Find each line below containing the word "Pick" and copy it.
START RECORDS TO PROCESS
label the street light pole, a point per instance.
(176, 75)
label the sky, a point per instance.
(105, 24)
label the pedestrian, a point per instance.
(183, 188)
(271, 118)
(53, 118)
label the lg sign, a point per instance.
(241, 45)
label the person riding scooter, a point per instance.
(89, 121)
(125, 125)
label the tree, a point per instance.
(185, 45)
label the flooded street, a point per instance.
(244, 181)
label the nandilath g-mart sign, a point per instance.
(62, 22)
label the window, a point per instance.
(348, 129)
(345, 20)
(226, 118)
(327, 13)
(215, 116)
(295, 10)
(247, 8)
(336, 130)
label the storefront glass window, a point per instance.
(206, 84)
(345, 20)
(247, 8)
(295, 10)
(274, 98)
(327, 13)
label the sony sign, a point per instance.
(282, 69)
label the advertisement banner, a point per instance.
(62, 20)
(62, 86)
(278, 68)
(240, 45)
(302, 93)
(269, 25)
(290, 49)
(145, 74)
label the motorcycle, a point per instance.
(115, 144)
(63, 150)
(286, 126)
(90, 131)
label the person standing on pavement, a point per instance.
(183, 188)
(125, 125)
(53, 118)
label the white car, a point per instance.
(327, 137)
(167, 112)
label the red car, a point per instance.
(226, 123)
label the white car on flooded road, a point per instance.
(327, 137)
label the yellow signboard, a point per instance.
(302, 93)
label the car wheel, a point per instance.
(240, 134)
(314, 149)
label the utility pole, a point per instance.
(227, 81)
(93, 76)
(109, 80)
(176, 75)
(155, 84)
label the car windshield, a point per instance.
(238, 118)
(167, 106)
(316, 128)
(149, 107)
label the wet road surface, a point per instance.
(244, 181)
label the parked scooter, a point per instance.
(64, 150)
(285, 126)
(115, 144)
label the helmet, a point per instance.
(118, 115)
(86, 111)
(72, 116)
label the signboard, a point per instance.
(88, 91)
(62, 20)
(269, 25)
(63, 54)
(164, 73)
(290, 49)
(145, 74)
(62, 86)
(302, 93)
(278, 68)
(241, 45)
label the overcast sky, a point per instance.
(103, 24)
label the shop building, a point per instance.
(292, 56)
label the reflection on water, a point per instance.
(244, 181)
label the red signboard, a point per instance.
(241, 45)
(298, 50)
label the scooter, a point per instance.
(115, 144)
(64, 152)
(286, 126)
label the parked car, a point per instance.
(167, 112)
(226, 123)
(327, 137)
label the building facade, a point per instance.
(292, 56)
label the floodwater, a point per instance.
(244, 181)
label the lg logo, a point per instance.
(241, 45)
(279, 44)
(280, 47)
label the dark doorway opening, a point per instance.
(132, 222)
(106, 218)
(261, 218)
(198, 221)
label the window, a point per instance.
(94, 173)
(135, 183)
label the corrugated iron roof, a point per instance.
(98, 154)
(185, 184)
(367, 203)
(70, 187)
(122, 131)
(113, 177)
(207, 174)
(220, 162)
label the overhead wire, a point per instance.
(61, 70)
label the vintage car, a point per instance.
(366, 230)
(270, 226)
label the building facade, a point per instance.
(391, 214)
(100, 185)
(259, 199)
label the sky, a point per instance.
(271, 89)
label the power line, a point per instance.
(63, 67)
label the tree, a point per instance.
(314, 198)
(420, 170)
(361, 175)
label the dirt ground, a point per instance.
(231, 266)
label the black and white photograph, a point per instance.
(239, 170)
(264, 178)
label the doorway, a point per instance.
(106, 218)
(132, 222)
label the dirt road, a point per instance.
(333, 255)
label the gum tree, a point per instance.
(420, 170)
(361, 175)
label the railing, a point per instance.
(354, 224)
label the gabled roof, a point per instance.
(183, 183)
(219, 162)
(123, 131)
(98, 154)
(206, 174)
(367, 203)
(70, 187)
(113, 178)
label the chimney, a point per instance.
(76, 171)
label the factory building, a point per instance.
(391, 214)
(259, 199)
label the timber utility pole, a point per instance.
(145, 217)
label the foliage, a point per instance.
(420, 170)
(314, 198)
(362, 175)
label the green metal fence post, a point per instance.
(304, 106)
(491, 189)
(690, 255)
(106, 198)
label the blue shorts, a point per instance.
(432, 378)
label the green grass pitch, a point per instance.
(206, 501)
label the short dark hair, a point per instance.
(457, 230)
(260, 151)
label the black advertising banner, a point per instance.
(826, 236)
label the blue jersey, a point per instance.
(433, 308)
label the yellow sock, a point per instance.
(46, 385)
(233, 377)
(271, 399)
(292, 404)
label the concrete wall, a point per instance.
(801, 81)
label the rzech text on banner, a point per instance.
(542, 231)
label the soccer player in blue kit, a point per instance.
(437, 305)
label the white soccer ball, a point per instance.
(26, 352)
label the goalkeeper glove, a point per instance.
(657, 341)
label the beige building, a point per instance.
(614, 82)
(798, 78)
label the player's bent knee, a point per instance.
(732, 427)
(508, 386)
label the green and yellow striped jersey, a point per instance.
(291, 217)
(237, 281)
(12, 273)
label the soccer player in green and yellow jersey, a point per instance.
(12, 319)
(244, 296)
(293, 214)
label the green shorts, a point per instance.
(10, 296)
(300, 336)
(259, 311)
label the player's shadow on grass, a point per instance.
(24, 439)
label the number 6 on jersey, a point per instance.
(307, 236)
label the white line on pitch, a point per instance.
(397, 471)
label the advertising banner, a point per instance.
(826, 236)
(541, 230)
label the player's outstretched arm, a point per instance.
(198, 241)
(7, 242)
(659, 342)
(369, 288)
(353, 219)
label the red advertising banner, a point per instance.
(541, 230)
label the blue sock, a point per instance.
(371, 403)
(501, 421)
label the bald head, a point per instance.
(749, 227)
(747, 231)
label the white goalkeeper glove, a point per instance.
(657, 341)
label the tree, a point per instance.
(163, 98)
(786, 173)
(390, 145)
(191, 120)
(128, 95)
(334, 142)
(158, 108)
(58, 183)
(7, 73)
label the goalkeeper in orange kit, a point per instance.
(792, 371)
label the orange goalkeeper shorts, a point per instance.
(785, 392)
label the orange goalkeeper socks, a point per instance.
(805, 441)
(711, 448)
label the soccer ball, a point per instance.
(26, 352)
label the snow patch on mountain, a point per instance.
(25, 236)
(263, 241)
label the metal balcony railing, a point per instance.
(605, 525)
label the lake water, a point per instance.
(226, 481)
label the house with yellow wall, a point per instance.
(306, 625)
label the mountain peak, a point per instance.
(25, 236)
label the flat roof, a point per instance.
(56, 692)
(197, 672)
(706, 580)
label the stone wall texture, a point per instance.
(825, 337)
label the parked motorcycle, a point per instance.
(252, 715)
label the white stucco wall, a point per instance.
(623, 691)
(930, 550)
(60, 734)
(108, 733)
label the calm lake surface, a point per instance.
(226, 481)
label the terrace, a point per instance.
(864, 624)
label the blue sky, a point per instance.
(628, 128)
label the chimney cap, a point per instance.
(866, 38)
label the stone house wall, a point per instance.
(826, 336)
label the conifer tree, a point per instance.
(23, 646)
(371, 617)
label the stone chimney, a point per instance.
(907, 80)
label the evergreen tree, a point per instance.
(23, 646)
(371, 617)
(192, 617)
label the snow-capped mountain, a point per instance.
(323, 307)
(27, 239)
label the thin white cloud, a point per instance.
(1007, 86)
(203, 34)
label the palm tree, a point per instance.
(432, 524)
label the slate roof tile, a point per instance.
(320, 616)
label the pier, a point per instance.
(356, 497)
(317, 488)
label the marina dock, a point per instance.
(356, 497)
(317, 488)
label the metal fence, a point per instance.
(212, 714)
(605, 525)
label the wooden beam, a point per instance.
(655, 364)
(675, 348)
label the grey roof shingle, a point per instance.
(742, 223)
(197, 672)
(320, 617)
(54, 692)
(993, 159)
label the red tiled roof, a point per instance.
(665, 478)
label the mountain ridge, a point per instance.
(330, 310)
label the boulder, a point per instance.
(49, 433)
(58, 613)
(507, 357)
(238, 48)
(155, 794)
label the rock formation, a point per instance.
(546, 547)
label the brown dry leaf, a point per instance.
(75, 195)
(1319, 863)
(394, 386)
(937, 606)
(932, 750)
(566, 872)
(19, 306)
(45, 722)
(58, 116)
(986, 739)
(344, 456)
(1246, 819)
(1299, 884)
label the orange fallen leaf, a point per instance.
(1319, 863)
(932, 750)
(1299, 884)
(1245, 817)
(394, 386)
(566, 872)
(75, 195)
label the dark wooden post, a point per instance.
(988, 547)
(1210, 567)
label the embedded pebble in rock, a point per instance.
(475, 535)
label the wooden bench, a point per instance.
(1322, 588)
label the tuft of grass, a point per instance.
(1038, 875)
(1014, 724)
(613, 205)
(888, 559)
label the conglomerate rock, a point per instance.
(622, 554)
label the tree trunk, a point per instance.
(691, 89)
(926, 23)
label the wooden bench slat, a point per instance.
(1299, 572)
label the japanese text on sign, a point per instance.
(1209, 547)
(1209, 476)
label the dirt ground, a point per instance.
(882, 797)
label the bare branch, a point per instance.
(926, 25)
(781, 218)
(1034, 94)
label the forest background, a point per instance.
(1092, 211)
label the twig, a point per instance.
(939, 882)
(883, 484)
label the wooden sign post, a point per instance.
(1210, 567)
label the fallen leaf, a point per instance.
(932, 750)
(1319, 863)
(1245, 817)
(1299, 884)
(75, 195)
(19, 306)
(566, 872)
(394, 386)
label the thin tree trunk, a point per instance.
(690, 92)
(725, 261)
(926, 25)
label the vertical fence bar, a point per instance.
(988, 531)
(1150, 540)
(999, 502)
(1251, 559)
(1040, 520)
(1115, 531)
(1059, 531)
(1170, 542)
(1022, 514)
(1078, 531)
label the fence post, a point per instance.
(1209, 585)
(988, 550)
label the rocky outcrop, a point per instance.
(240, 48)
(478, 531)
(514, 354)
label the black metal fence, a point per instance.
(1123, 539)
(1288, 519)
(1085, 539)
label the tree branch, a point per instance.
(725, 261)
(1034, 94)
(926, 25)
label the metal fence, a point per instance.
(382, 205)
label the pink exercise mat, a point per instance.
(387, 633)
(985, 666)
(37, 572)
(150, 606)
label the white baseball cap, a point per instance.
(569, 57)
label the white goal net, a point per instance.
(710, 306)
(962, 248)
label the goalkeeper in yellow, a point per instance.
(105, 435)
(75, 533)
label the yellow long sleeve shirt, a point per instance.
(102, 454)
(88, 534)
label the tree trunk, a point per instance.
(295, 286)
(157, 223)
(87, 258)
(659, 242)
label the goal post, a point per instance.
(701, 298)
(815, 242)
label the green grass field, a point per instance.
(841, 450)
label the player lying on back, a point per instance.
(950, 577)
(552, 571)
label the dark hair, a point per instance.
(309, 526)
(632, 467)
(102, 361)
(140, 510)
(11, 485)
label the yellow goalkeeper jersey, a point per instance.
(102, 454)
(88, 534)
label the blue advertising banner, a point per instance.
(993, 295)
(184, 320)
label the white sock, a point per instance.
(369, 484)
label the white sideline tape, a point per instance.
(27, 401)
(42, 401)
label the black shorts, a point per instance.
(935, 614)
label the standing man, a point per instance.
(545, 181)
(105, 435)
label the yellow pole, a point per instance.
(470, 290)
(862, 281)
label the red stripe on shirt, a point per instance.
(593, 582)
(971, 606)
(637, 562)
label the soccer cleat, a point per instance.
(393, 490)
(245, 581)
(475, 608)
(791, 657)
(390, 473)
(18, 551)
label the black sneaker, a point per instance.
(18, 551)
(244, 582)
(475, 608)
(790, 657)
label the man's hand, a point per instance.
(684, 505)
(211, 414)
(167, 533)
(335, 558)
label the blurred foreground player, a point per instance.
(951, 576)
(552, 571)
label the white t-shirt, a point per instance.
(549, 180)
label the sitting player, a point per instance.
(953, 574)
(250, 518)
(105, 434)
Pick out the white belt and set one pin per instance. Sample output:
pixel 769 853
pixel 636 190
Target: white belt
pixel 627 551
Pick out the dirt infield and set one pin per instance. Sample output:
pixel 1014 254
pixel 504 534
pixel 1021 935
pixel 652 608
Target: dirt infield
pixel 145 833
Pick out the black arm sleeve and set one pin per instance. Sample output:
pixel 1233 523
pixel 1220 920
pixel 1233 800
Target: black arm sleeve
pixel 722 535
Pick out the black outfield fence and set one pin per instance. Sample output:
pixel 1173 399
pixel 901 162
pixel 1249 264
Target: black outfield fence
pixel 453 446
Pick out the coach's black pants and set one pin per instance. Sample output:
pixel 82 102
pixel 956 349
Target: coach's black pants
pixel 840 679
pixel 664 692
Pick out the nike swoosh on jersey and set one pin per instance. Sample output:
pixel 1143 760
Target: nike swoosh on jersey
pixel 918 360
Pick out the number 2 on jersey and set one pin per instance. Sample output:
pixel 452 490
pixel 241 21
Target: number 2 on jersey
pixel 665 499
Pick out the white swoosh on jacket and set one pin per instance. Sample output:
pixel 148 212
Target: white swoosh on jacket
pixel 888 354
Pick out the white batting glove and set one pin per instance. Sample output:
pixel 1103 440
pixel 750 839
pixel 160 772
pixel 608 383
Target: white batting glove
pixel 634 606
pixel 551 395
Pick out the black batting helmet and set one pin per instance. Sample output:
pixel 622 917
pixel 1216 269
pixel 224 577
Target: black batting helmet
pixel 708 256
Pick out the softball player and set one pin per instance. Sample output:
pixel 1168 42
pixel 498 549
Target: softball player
END RECORDS TO PROCESS
TASK OUTPUT
Pick out the white belt and set one pin per instance. Sample output:
Pick out the dirt infield and set one pin per instance. Sample output:
Pick out the black arm sleeve and set one pin per instance. Sample output:
Pick out the black outfield fence and set one pin per instance. Sample output:
Pick out the coach's black pants and set one pin per instance. Sample output:
Pick out the nike swoosh on jersey and set one pin per instance. Sample output:
Pick out the number 2 on jersey and set one pin per instance. Sample output:
Pick out the white swoosh on jacket and set one pin per instance. Sample output:
Pick out the white batting glove and set one pin per instance. Sample output:
Pick out the black batting helmet and set one pin per instance. Sample output:
Pick out the softball player and set one pin per instance. Sample output:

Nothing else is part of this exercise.